--- TEXT ---
- Born: 1939 Ridgewood, New Jersey, U.S.
- Died: October 19, 1988 Philadelphia, Pennsylvania, U.S.
- Education: Wellesley College, Stanford University
- Occupations: Economist, civil servant
- Spouse: George O'Bannon
- Children: 4

= Helen O'Bannon =

American economist

Helen Bohen O'Bannon (1939 – October 19, 1988) was an American economist who served as the Secretary of Public Welfare for the Commonwealth of Pennsylvania under Governor Dick Thornburgh. A women's rights activist, she became the first woman to be appointed to the Pennsylvania Public Utilities Commission, serving from 1975 to 1979. She was also the first woman to be appointed as a vice president at the University of Pennsylvania.

==Formative years==
Helen O'Bannon was born in Ridgewood, New Jersey in 1939. She majored in economics at Wellesley College, graduating with honors. She later earned a master's degree at Stanford.

==Academic and public service career==
O'Bannon was an associate dean at the Carnegie Institute between 1973 and 1976, where she strove to make the university more accessible to women.

In 1976 O'Bannon published an economics text titled Money and Banking: Theory, Policy, and Institutions (Harper and Row, ISBN 0-06-044877-6).

O'Bannon was Pennsylvania's Secretary of Public Welfare from 1979 until 1983, when she returned to academia, becoming the first woman to hold the position of vice president at the University of Pennsylvania.

==Death==
O'Bannon died from cancer. at the University of Pennsylvania's hospital in Philadelphia, on October 19, 1988, after a long illness.
---
(WHAT YOU NEED TO DO) Quote word for word the passage of the Helen O'Bannon text from "- Died: October" to "degree at Stanford.".
--- DATASET EXTRACT ---
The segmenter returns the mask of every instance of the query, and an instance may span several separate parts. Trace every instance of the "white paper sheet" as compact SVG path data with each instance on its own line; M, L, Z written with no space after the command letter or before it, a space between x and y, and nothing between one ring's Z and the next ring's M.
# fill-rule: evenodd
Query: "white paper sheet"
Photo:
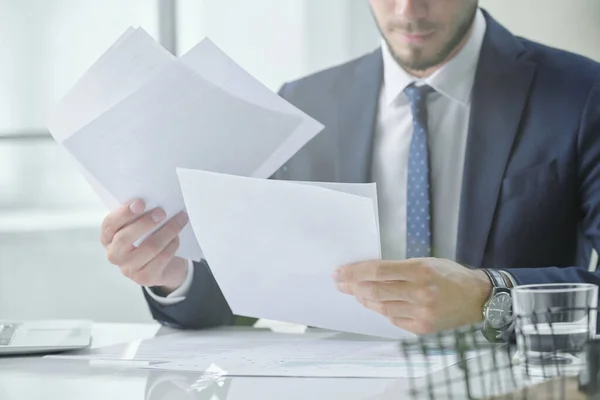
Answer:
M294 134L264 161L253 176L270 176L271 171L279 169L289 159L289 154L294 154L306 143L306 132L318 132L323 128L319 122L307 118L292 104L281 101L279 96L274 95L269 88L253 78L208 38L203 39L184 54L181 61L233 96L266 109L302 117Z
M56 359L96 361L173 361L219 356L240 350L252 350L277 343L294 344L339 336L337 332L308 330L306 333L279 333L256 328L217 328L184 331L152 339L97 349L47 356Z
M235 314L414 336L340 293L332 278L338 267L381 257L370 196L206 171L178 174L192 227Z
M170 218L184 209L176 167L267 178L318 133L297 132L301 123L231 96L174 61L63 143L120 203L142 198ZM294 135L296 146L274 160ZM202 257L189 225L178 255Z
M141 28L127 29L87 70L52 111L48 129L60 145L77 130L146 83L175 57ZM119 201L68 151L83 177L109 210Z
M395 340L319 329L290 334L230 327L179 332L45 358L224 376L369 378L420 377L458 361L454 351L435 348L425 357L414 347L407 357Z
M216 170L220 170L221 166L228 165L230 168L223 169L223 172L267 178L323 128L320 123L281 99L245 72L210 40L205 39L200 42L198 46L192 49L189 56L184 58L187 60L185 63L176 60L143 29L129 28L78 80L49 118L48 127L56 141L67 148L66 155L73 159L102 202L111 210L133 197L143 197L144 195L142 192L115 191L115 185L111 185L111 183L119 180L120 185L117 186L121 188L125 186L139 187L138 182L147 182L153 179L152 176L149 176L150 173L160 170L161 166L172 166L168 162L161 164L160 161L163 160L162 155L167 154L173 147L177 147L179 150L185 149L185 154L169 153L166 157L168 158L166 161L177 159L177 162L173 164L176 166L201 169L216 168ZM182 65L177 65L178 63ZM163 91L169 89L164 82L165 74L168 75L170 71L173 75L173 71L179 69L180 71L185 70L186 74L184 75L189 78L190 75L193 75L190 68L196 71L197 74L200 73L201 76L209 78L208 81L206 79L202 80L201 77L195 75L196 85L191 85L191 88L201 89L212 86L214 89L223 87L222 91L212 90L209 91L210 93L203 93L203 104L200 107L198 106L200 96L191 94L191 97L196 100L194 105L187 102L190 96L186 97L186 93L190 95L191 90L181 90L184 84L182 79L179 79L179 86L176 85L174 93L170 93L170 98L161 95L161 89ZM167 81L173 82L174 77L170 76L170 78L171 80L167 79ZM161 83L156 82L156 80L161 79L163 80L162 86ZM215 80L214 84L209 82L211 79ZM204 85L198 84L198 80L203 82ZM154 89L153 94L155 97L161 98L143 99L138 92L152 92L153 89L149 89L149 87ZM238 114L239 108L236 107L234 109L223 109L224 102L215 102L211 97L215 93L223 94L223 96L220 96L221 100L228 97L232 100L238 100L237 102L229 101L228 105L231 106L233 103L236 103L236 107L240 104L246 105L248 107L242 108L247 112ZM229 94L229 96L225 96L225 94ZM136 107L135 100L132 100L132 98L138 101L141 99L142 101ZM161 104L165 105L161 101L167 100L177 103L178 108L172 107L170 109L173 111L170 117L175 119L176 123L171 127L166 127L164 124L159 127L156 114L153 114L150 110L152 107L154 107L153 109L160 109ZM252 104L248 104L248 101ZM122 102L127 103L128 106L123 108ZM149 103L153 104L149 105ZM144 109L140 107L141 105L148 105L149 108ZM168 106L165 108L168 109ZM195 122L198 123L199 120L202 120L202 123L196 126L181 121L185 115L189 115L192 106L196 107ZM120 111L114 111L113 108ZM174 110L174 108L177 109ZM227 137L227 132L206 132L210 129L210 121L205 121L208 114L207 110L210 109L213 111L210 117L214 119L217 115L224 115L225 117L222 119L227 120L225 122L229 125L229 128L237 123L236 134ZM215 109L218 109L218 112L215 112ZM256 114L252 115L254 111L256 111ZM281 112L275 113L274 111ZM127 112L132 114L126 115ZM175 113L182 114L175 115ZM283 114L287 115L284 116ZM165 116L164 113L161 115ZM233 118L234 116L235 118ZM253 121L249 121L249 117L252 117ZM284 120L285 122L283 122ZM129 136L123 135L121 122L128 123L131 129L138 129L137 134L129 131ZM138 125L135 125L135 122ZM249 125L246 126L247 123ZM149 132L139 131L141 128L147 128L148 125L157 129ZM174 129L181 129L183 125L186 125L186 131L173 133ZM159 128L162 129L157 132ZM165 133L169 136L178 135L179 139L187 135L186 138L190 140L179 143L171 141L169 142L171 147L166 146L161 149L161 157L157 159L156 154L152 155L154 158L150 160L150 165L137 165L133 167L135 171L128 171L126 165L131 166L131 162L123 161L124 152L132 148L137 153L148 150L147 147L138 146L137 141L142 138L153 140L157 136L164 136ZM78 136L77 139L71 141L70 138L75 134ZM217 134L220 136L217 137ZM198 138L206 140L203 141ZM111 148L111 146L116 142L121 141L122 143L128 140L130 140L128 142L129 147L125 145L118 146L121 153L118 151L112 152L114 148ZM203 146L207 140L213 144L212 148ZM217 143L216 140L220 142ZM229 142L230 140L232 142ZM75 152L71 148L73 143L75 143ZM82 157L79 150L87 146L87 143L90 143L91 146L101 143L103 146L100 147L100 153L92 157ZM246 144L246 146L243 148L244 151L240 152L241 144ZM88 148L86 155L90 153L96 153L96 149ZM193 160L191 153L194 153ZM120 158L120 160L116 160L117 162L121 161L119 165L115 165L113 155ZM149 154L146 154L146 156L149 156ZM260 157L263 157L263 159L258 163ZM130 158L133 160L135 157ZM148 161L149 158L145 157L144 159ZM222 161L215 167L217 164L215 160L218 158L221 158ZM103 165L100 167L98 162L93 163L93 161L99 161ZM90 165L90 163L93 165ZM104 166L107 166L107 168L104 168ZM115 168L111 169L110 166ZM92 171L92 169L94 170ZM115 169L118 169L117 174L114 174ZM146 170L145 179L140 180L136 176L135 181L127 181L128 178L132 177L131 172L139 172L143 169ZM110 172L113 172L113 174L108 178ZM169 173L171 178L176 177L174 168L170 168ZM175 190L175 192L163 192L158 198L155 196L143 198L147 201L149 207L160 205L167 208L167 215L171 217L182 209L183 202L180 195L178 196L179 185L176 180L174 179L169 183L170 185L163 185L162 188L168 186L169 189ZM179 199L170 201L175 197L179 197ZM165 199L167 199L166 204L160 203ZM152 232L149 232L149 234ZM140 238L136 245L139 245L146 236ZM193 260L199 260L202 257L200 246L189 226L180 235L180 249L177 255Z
---
--- DATASET EXTRACT ---
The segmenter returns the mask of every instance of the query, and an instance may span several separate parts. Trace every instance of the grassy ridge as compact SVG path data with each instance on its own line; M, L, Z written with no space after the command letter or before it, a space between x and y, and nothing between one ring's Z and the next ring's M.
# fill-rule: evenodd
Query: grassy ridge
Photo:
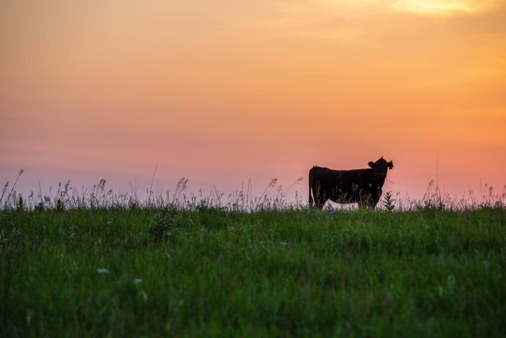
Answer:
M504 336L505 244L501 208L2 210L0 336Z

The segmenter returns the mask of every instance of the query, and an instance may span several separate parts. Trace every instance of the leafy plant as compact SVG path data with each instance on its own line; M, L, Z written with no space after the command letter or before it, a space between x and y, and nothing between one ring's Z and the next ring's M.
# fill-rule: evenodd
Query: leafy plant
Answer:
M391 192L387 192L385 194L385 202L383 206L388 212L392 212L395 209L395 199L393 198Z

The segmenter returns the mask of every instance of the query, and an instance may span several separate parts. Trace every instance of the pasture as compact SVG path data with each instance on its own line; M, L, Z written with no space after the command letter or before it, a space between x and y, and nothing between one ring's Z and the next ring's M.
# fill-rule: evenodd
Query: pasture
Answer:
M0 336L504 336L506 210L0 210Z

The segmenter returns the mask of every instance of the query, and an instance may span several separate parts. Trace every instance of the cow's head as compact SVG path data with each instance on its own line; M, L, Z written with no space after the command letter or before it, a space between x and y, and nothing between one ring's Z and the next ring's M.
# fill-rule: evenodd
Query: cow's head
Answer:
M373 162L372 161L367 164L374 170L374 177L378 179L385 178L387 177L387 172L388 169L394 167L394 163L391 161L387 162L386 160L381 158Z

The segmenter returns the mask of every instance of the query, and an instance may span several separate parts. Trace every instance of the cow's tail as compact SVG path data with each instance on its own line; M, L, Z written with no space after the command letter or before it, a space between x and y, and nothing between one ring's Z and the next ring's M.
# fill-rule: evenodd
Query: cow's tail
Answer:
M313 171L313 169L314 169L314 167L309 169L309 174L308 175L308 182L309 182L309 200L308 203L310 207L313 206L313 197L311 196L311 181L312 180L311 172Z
---
--- DATASET EXTRACT ---
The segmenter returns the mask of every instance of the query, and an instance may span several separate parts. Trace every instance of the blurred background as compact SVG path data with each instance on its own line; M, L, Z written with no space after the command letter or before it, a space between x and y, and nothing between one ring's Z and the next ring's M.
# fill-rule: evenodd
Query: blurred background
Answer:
---
(RESULT BELOW)
- Died: October 19, 1988 Philadelphia, Pennsylvania, U.S.
- Education: Wellesley College, Stanford University
- Occupations: Economist, civil servant
- Spouse: George O'Bannon
- Children: 4

= Helen O'Bannon =

American economist

Helen Bohen O'Bannon (1939 – October 19, 1988) was an American economist who served as the Secretary of Public Welfare for the Commonwealth of Pennsylvania under Governor Dick Thornburgh. A women's rights activist, she became the first woman to be appointed to the Pennsylvania Public Utilities Commission, serving from 1975 to 1979. She was also the first woman to be appointed as a vice president at the University of Pennsylvania.

==Formative years==
Helen O'Bannon was born in Ridgewood, New Jersey in 1939. She majored in economics at Wellesley College, graduating with honors. She later earned a master's degree at Stanford.